Work instructions:
1. In the review of Math on Trial, how many admittedly genuine documents signed by Sylvia did the Peirces use in their calculation?
2. Carry on the review of Math on Trial from the point where it stops.

Excerpted passage:

######

# Quantitative Evidence Often a Tough Sell in Court

**BOOK REVIEW:** **Math on Trial.** *By Leila Schneps and Coralie Colmez, Basic Books, New York, 2013, 255 pages, $26.99.*

This book discusses in detail ten legal cases in which mathematical testimony was introduced in evidence. Each case is assigned a “Math Error Number” and given a modestly catchy title. Most of the cases are well known and have been written about repeatedly in law reviews and books, as the authors acknowledge in their Sources section. So the book is a revisiting of some legal chestnuts (plus some other less well known cases) in which math appears to have played a role.

The authors have evidently done their homework, and they give us a raft of new details about the cases and their context. There is room here to discuss only three of the cases.

■ ■ ■ |

What appears to be the first case in which a mathematician testified to mathematical probability involved one Hetty Green, the niece of Sylvia Ann Howland, a wealthy unmarried woman living in New Bedford, Massachusetts. This case the authors call Math Error Number 9: Choosing a Wrong Model. When Sylvia died, in 1865, she left a will in which she bequeathed to Hetty a life interest in a trust of her large estate. But Hetty, unsatisfied with this generosity, produced a separate one-page document, purportedly signed by Sylvia, that gave her Sylvia’s estate outright, and purported to invalidate any future wills to the contrary. Hetty claimed that Sylvia had signed the document immediately before she had signed an earlier will. The executor rejected the claim on the ground, among others, that Sylvia’s signature was a forgery, and the case became a cause célèbre.

In the lawsuit that followed, mathematics entered the fray when Benjamin Peirce, a professor of mathematics at Harvard, working with his son, Charles Sanders Peirce, later a famous logician and philosopher, testified to the probability that so many of the downstrokes in the disputed and authentic signatures of Sylvia would coincide. To do this, they took 42 admittedly genuine documents signed by Sylvia and computed the number of matching downstrokes in each of 861 pairs of signatures. From this they calculated that the probability of coincidence of a downstroke in a pair of signatures was about 1/5. Since all 30 downstrokes in the disputed and authentic signatures coincided, Peirce père, using a binomial model, concluded that the probability of 30 coinciding downstrokes if both signatures were authentic was (1/5)^{30} = 1 in 2,666 millions of millions of millions. The calculation is not quite right, as the authors and others have pointed out, but the major fault lies in the inappropriateness of the binomial model, with its assumption of independence of pairs of downstrokes and the constant \(p\) = 1/5 across pairs of documents.

######

Given data:

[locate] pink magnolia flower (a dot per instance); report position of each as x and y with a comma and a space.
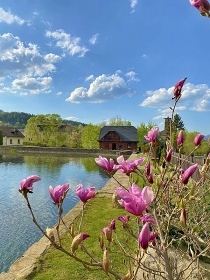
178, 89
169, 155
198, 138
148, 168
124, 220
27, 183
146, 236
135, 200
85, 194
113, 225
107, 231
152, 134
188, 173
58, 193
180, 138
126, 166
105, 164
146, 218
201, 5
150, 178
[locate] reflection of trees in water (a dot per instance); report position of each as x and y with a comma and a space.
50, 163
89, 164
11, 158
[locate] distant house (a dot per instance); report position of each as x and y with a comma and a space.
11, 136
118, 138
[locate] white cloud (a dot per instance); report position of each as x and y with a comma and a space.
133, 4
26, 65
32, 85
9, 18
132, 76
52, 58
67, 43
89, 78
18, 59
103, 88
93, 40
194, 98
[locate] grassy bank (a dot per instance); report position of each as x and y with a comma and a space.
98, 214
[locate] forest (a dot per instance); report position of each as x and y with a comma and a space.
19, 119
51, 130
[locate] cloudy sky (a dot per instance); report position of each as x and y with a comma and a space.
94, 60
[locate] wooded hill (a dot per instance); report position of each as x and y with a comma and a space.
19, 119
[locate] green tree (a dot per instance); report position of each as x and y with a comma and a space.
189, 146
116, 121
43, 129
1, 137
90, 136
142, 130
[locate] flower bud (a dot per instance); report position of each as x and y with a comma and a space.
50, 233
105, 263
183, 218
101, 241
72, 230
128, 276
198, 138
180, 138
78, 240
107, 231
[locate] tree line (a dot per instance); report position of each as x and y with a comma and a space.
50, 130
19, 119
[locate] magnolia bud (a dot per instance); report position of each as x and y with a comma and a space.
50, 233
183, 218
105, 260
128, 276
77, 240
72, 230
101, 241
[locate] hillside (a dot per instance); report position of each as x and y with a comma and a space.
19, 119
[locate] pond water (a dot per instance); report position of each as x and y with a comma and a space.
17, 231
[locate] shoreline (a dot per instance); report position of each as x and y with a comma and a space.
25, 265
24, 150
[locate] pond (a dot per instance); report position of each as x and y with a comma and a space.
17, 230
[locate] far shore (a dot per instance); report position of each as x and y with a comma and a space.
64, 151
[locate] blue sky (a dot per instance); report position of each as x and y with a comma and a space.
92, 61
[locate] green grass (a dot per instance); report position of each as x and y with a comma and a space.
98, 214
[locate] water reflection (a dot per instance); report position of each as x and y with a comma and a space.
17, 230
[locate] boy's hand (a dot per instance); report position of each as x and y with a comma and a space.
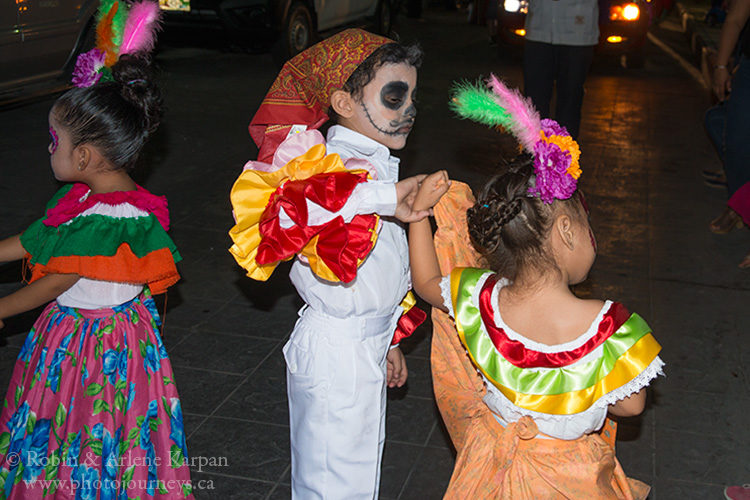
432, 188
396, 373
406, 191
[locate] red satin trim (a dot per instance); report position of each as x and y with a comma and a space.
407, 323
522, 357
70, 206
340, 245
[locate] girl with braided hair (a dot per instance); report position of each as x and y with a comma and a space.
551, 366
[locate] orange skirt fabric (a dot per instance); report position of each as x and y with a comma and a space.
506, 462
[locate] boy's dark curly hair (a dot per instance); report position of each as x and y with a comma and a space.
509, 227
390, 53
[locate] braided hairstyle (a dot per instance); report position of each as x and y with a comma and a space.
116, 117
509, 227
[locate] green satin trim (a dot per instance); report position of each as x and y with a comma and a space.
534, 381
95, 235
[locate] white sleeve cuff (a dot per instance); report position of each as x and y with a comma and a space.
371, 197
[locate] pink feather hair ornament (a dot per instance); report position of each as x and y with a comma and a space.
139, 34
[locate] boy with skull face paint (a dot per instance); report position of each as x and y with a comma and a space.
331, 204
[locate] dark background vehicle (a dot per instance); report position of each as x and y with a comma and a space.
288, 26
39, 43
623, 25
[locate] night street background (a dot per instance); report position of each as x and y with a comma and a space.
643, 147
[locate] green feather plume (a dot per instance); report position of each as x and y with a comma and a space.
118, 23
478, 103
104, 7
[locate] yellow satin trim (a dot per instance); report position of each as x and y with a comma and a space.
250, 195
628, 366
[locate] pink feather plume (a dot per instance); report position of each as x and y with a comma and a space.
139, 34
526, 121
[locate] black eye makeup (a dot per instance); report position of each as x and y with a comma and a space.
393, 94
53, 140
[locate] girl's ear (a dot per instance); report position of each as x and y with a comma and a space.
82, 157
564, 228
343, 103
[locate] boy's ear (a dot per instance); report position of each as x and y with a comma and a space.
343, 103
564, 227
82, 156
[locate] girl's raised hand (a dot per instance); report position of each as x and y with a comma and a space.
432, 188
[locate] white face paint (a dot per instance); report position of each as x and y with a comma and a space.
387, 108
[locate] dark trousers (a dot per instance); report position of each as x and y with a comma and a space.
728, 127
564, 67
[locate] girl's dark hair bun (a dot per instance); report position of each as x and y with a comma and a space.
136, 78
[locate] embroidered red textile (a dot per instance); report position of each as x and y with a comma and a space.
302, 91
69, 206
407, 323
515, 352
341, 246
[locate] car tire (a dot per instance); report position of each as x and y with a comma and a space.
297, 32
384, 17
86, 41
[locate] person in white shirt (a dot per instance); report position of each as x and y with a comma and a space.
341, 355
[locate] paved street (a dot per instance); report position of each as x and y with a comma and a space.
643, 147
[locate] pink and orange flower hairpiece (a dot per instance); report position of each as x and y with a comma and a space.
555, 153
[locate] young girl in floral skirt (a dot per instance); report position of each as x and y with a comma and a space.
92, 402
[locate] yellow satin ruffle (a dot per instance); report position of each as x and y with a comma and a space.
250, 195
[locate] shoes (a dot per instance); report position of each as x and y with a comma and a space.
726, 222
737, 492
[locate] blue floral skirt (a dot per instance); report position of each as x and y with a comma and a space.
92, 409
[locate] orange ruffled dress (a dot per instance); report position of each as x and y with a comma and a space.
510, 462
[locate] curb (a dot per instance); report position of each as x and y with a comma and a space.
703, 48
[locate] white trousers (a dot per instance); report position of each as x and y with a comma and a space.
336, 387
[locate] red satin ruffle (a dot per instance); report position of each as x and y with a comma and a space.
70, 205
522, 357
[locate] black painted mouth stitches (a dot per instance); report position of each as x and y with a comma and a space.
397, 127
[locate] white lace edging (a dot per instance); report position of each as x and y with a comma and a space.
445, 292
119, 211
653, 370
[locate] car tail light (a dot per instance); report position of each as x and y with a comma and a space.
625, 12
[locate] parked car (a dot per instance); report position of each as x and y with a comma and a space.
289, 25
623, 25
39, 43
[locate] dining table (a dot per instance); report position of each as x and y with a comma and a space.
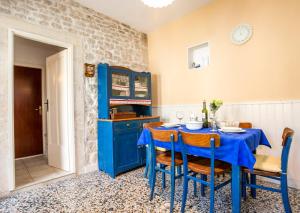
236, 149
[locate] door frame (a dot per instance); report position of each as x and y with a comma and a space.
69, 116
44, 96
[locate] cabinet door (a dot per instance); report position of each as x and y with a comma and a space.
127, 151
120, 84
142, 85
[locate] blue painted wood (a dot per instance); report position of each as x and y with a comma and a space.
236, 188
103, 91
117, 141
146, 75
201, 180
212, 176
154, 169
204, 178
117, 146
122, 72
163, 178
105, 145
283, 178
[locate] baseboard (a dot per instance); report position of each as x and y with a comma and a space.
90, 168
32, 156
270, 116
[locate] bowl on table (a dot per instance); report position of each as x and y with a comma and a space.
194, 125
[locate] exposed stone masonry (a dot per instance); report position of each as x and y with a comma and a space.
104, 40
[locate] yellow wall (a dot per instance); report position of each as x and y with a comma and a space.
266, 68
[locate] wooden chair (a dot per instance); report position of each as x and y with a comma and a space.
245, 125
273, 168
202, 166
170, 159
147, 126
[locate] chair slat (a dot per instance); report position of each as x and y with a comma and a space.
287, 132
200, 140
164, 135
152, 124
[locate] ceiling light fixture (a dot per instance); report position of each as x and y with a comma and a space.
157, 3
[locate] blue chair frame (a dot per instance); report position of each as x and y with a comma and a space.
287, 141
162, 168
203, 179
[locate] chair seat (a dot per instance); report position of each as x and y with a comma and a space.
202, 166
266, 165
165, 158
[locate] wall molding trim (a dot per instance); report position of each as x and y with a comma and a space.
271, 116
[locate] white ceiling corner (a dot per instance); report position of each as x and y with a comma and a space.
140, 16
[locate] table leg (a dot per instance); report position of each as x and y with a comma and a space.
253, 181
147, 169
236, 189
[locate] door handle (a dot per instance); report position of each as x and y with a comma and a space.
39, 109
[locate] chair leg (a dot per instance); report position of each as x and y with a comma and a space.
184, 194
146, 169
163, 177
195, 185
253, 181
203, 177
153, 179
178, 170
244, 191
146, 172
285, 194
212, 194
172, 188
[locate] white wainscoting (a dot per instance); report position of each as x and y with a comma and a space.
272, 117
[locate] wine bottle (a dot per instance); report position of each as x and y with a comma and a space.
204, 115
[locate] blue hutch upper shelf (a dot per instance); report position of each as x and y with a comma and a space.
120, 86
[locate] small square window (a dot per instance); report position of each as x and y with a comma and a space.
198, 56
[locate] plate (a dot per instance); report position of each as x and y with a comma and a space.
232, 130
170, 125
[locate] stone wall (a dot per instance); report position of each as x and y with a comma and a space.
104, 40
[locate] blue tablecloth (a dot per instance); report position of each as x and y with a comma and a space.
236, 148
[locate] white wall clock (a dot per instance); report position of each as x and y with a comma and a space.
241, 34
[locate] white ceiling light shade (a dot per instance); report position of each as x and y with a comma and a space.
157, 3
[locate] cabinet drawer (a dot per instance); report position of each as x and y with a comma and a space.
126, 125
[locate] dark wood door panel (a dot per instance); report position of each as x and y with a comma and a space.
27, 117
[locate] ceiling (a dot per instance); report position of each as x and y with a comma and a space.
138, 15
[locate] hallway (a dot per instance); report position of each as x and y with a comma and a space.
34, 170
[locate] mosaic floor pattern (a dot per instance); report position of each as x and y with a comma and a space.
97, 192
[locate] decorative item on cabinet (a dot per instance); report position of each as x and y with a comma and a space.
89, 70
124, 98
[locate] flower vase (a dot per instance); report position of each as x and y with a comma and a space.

######

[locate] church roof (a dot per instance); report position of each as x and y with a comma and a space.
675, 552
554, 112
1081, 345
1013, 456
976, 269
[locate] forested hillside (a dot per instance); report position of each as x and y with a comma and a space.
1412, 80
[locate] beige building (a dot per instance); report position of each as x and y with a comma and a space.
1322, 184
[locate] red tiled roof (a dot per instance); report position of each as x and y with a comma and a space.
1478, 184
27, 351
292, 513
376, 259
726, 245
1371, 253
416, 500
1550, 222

######

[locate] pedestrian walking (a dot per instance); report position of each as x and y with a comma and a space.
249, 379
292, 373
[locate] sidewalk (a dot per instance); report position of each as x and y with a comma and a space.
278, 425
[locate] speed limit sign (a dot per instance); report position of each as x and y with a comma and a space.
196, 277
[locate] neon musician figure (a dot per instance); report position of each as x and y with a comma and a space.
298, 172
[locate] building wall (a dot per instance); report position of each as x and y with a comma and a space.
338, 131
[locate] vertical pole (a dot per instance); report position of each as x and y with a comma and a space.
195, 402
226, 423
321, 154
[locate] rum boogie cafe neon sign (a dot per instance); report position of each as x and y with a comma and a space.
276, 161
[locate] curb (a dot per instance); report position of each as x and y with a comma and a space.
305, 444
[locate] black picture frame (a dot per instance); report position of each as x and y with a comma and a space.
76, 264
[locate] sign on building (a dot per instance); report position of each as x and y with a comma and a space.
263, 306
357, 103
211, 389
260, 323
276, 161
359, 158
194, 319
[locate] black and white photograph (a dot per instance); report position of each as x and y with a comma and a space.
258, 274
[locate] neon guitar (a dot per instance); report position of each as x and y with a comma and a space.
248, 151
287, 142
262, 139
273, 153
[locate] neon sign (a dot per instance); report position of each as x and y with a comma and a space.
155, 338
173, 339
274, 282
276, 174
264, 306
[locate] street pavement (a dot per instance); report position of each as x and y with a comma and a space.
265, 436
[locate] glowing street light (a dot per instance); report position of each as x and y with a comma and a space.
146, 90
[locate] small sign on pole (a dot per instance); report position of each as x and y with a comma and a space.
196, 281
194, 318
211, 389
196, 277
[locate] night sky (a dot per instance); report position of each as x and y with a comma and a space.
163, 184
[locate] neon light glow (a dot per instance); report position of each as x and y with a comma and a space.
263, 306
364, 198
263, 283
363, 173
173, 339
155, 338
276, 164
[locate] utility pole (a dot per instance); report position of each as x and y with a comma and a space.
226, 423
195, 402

######

Expected results:
1. 42

2.
An 1860s lawsuit centered on the claim of a forged signature. On the left: 10 of 42 samples of the signature measured by the mathematician Charles Sanders Peirce. On the right: the signature on the first page of the will and the two disputed signatures. From Math on Trial. |

This much is well-trodden ground. What the book adds of interest is its discussion of the case’s rich context. However, I was troubled by the authors’ statement that followed their description of Benjamin Peirce’s testimony: “What he meant, *and what the jury took him to mean* . . . [italics added]” was that the chance of two signatures being identical was negligible. How could the authors know what the jury thought in this mid-19th-century case? And then I recollected that because the case was in equity—Hetty sought specific performance of the agreement recited in the one-page document—it would have been heard by a judge without a jury. In that case, the authors would have made up that “fact,” pure and simple. They also concluded that the judge “simply opted to reject Hetty’s testimony altogether, and the case ended with a settlement that was essentially identical to Sylvia’s latest will.” This coda leaves the impression that the court unfairly brushed aside Hetty’s claim. But a federal statute of the time provided that, in actions by or against an executor, neither party was allowed to testify against the other as to any transactions with the deceased. Because Hetty was the sole witness to the purported signing of the agreement, the circuit judges correctly dismissed her case.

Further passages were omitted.